The first real evidence for the existence of atoms came only about a decade later.

Part F: Atoms are Discovered

This is a piece of magnesium metal. Magnesium is very flammable, but you need to heat it to a fairly high temperature before it starts to burn.
Once it does start burning though, it burns with a really hot white flame at a temperature of more than 3000°Celsius. The product of the chemical reaction is magnesium oxide, a white powder.
Though it might be interesting to observe, we can’t really get much information from an experiment like this. A lot of the magnesium oxide literally goes up in smoke as the magnesium burns, so if we weigh the left over magnesium oxide, it’s not going to tell us much.
In our last episode, we saw that if we heat magnesium slowly in a crucible and try to trap any of the smoke produced, we can confirm that the magnesium chemically reacts with the oxygen in the air and the white magnesium oxide powder produced is heavier than the original strip of magnesium.
Let’s look at the figures again: 0.184 grams of Magnesium combined with 0.117 grams of oxygen and turned into 0.301 grams of magnesium oxide.
Last time we just looked at the fact that the Magnesium oxide is heavier than the original strip of Magnesium since the Magnesium chemically combined with oxygen from the air.
However, hese figures can tell us a lot about magnesium oxide itself.
To analyse the figures though we have to do some maths for the next few minutes.
As a percentage, magnesium makes up 0.184g of the 0.301g of magnesium oxide which is about 61%, while oxygen makes up 0.117g of the 0.301g of magnesium oxide which is 39%.
In fact if I had done my experiment even more accurately, I should have found it to be 60.3% Magnesium and 39.7% Oxygen.
In the late 1790s and early 1800s, French Scientist Joseph Proust performed experiments on lots of different compounds and found that the proportion by weight of the elements that make them up was always the same.
If you do the same experiment as me with magnesium, anywhere in the world, you’ll get results much like mine: The magnesium oxide you produce should be about 40% oxygen and about 60% Magnesium.
This is zinc oxide. By weight, zinc oxide is always 80.3% Zinc and 19.7% oxygen.
If exactly 100 grams of zinc metal reacts with oxygen the mass of oxygen it reacts with will be exactly 24.47g and exactly 124.47 grams of zinc oxide will be produced.
The percentage of zinc in the zinc oxide is 100g/124.47g which is 80.3% while the percentage of oxygen in the zinc oxide is 24.47g over 124.47g which is 19.7%. This will always be the case.
Proust even found that there were two types of tin oxide, but each one still had a fixed proportion of tin and oxygen.
In the early 1800s English scientist John Dalton was analysing Proust’s results and also performing his own experiments and he came up with the reason for why compounds always showed fixed ratios of the weights of the elements that make them up.

• [Extracted material]
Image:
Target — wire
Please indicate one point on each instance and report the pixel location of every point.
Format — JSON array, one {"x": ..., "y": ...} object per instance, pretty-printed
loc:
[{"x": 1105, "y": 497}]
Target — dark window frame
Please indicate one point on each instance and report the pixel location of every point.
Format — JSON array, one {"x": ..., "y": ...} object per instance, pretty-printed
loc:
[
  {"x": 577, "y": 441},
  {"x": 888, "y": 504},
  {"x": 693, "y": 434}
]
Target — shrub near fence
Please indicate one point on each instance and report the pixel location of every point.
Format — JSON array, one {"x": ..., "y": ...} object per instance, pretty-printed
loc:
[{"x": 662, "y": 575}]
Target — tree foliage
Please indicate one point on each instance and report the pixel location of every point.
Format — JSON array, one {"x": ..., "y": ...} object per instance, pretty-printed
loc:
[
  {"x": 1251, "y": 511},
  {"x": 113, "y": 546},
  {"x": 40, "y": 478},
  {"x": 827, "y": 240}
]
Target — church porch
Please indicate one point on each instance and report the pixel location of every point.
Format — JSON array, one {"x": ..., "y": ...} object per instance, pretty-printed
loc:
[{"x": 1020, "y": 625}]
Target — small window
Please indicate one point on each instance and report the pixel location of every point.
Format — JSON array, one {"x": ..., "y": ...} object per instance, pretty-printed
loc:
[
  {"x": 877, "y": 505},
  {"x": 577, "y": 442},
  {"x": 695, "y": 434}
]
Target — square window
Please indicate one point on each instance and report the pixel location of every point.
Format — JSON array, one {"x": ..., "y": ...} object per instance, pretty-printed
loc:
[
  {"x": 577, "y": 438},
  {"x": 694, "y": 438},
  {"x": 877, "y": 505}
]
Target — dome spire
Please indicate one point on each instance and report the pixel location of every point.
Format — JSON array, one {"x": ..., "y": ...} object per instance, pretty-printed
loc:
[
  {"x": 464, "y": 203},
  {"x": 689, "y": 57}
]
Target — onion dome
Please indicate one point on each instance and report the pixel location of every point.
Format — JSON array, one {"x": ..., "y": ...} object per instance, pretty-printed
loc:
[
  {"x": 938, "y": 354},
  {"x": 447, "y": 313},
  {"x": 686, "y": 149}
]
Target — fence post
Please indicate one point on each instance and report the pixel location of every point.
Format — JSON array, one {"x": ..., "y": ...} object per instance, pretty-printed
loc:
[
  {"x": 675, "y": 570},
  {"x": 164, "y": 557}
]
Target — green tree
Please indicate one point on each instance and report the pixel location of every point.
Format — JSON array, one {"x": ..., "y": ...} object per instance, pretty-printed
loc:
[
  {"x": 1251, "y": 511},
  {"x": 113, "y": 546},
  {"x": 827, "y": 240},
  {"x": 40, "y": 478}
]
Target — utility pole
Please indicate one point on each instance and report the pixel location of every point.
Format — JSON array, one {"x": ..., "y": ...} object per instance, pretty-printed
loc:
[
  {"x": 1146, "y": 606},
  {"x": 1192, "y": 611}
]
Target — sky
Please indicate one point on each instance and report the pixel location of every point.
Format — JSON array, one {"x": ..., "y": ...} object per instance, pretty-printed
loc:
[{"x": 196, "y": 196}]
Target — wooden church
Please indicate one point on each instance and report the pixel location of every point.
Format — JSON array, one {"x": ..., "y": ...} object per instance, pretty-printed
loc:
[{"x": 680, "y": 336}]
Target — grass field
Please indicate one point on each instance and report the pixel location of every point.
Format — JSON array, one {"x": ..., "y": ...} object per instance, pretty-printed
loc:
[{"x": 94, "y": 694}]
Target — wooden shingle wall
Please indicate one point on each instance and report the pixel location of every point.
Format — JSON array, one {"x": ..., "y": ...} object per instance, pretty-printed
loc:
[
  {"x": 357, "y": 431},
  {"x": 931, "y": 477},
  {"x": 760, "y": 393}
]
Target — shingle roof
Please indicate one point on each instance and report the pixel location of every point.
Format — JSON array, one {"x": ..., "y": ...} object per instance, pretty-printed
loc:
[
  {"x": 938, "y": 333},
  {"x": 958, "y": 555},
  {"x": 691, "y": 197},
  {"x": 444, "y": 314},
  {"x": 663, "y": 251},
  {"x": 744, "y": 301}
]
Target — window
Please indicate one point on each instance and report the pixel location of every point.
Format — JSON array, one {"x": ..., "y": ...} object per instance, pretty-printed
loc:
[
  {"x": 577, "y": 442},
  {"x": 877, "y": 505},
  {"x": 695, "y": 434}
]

• [Exercise requirements]
A - Gather every line of the entries that contains the word "church", and copy each one.
B - Write what comes next in the passage about the discovery of atoms, picking up after its final sentence.

• [Outputs by task]
A -
Target — church porch
Target — wooden church

B -
Let’s look at the tin oxides again.
In the first type, 100 grams of tin would combine with 13.5 grams of oxygen to produce 113.5 grams of what was named stannous oxide. Stannum is the Latin name for Tin, and it’s where Tin’s atomic symbol of Sn comes from.
In the second type of tin oxide, 100 grams of tin would combine with 27 grams of oxygen to produce 127 grams of what was named stannic oxide.
Dalton noticed that the number 27 is exactly double 13.5, and he proposed that it must be because both tin and oxygen were made of atoms.
In the first type of tin oxide, each tin atom combines with one oxygen atom, in modern notation we would write its formula as SnO, while in the other type of tin oxide, each tin atom combines with two oxygen atoms, so it’s formula can be written as SnO2.
Not only did Dalton’s brilliant analysis demonstrate the existence of atoms, his figures showed that tin atoms must be about 7 times heavier than oxygen atoms.
In the first type of tin oxide for example, there are equal numbers of tin atoms and oxygen atoms, but the tin atoms have a mass of 100 grams which is about 7 times the mass of all the oxygen atoms, so each individual atom of tin must be about 7 times heavier than each individual atom of oxygen.
Dalton reasoned, based on the data, that atoms are indestructible and that that they don’t split into pieces in chemical reactions, they simply rearrange themselves.
Of course, Dalton didn’t analyse just one compound and he had no idea how heavy each individual atom was but by performing lots of experiments he was able to estimate how heavy the atoms of lots of different elements were compared to each other.
Because hydrogen appeared to be made of the lightest atoms, he assigned hydrogen atoms a weight of one.
Using the results of his experiments, he calculated that carbon atoms were 5 times heavier than hydrogen atoms, nitrogen atoms 5.4 times heavier, oxygen atoms 7 times heavier and so on.
These figures were called relative atomic weights because they were the weights of each atom in relation to (or compared to) hydrogen atoms.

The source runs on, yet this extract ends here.